**YOUR TASK:**
Extract every line of the material below that contains the word "white", copying each line in full.

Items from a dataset
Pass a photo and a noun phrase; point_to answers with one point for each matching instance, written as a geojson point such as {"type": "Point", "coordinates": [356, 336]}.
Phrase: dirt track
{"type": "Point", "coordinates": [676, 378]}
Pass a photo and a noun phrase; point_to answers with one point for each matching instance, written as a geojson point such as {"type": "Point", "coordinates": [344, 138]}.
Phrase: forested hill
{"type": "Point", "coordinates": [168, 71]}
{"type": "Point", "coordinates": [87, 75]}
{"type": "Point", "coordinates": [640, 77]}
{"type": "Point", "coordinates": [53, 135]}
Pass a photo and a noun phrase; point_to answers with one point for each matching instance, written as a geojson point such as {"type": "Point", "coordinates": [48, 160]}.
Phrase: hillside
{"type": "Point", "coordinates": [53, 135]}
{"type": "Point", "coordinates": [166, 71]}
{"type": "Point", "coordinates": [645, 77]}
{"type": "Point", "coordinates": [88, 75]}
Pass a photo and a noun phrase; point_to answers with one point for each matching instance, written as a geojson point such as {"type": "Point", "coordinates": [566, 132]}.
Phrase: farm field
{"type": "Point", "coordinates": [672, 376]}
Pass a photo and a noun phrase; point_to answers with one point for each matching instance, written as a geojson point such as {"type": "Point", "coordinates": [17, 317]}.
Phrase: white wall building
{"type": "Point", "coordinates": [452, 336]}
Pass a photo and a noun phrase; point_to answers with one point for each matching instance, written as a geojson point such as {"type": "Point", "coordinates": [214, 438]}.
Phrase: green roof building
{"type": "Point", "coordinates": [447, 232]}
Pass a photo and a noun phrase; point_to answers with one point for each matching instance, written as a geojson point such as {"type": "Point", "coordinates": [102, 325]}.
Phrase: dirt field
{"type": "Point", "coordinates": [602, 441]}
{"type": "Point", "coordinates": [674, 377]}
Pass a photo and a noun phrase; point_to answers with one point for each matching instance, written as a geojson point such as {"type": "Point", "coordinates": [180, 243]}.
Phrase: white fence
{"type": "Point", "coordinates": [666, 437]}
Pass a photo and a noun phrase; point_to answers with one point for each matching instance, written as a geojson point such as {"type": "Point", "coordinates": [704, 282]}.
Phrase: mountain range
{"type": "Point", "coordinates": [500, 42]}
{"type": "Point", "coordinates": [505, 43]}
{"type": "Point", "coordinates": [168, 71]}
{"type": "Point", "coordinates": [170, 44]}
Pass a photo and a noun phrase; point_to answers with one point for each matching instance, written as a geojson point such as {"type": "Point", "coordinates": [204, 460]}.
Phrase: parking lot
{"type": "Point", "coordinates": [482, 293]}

--

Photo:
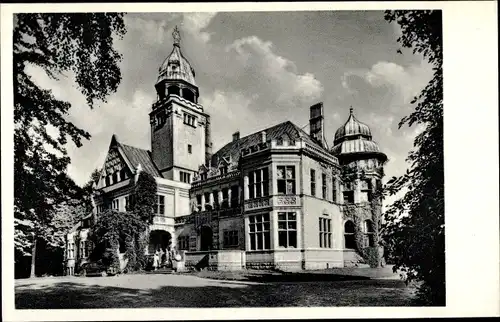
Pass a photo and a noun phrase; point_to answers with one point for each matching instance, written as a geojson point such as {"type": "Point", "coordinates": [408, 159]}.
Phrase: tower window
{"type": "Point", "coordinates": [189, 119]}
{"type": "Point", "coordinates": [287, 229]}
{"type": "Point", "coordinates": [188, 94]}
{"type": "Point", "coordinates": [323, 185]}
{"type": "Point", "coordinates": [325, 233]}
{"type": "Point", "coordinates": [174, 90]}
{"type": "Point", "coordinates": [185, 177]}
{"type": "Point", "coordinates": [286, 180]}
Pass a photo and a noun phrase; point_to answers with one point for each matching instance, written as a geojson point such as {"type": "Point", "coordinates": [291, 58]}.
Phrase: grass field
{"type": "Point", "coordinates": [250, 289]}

**REPLY:**
Phrase: white wall building
Phrase: white fence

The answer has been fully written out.